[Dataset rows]
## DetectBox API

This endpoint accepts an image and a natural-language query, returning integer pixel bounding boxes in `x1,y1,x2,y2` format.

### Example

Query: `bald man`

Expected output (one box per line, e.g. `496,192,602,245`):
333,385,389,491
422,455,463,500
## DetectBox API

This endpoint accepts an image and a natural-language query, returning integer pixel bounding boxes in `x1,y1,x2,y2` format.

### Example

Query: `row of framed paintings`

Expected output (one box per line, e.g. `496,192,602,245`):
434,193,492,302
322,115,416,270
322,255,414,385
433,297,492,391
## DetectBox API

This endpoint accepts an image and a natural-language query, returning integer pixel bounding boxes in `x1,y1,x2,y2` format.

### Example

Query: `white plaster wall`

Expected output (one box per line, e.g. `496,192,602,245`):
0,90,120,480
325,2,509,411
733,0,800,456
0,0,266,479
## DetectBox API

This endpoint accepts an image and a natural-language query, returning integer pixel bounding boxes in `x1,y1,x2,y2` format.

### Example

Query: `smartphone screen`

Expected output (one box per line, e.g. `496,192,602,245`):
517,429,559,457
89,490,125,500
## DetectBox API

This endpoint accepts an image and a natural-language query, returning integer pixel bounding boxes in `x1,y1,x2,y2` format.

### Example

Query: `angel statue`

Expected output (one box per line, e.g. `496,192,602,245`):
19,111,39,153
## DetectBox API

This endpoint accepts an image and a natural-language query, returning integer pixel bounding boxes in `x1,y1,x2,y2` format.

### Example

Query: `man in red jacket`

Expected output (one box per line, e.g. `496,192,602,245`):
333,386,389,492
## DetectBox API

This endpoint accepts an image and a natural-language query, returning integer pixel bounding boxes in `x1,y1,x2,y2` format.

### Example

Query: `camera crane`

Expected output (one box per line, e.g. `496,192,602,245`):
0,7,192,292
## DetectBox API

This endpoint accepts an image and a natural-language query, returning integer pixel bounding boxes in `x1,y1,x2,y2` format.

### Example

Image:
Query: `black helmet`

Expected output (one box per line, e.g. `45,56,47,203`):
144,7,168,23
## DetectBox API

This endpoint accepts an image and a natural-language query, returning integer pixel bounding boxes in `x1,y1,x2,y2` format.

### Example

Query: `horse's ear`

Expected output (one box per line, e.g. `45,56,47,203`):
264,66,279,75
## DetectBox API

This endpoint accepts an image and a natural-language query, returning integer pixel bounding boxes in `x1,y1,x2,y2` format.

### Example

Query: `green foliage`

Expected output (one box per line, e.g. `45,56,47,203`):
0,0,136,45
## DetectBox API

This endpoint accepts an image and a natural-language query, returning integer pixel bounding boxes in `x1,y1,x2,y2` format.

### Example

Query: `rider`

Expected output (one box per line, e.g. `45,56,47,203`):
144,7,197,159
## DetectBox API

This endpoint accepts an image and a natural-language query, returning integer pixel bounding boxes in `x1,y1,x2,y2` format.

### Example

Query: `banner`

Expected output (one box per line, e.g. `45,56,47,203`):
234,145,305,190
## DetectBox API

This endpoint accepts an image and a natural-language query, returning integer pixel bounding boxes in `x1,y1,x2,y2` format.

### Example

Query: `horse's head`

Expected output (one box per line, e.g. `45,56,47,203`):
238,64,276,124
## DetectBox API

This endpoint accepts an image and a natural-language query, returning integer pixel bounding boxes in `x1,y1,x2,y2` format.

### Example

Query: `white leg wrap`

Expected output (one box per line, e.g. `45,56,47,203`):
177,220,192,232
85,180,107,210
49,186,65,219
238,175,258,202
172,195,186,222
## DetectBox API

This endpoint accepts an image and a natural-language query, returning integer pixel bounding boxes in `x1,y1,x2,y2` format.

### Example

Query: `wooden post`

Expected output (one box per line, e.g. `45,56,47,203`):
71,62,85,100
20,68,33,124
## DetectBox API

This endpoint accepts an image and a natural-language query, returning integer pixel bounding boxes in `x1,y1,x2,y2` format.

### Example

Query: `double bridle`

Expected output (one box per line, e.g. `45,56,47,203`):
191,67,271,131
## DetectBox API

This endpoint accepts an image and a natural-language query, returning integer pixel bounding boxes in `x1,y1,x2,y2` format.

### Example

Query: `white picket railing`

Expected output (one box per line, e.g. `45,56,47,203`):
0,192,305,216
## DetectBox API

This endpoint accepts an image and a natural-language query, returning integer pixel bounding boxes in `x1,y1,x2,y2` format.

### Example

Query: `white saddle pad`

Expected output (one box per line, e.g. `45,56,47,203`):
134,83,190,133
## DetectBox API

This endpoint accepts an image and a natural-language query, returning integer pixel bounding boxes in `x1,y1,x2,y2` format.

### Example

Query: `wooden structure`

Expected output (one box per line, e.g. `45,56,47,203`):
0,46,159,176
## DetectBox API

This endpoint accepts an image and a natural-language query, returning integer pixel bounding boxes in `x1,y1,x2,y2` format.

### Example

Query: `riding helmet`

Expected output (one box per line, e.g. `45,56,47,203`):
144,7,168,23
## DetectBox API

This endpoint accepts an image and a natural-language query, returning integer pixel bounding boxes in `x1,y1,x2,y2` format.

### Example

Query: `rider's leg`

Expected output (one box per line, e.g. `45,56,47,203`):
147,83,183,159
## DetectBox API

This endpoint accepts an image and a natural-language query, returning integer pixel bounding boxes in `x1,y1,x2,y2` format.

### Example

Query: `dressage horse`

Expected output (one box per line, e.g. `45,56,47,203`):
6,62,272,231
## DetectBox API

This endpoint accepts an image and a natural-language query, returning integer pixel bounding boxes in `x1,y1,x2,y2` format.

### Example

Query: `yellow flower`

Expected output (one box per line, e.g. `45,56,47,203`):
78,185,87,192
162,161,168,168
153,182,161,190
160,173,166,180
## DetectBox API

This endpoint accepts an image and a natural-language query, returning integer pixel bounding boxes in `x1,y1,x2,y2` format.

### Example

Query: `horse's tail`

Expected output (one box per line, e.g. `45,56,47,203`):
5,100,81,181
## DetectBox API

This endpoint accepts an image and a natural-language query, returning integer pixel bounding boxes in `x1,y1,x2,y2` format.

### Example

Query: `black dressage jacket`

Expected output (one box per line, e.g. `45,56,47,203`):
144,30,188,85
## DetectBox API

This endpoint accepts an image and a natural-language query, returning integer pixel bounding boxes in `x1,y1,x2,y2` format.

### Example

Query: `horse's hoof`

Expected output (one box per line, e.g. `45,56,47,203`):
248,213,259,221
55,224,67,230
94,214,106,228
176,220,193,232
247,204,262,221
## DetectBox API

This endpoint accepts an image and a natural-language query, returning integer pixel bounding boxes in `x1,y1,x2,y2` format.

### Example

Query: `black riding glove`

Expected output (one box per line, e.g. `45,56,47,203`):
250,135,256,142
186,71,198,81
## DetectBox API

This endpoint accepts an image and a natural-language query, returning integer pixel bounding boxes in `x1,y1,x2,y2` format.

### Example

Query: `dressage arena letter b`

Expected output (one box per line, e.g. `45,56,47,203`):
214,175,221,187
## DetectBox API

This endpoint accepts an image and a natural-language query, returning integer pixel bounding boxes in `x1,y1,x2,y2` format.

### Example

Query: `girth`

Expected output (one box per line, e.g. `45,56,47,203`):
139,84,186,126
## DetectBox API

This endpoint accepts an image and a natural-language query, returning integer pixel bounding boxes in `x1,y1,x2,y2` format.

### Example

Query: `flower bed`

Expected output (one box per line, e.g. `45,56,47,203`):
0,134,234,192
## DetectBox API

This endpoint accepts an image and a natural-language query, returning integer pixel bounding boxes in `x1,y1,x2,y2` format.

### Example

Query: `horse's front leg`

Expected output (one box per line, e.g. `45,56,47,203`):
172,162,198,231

Instruction |
Reproduce the items from the start through the line containing "19,111,39,153", inclusive, switching each "natural-language query" to "free-text query" and leaving everything else unchanged.

Answer in full |
## DetectBox API

This endpoint accepts an image and a free-text query, returning integer pixel bounding boxes in `x1,y1,x2,y2` format.

### Example

Query: `bald man`

Expected output (one box per line, e.g. `496,192,602,245`):
333,385,389,491
422,455,463,500
## DetectBox API

This endpoint accepts an image and a free-text query, returning integer pixel bounding boxes in `x1,y1,x2,y2` format.

### Example

Query: `row of framed paintings`

Expected output (one box per line, e.g. `496,192,602,245`):
434,193,492,302
322,115,416,270
322,255,414,385
433,297,492,391
## DetectBox API

This endpoint accepts an image and a free-text query, returning integer pixel bounding boxes in `x1,y1,x2,y2` format.

### Example

Query: `white plaster wall`

Expected output (one box per line, e.g. `496,192,602,245`):
0,90,120,480
325,2,509,411
733,0,800,456
0,0,266,479
## DetectBox API

This endpoint accepts an image and a free-text query, returning integer pixel bounding boxes in `x1,y1,x2,y2` format.

### Example

Query: `smartphone screen`

Expected output (one box per line, e.g. `496,192,602,245`):
517,429,559,457
89,490,125,500
## DetectBox API

This endpoint accepts an image and a free-text query, returning integer pixel bounding boxes in `x1,y1,x2,y2` format.

### Example

Query: `angel statue`

Expected output (one box per line, e.g. `496,192,602,245`):
19,111,39,153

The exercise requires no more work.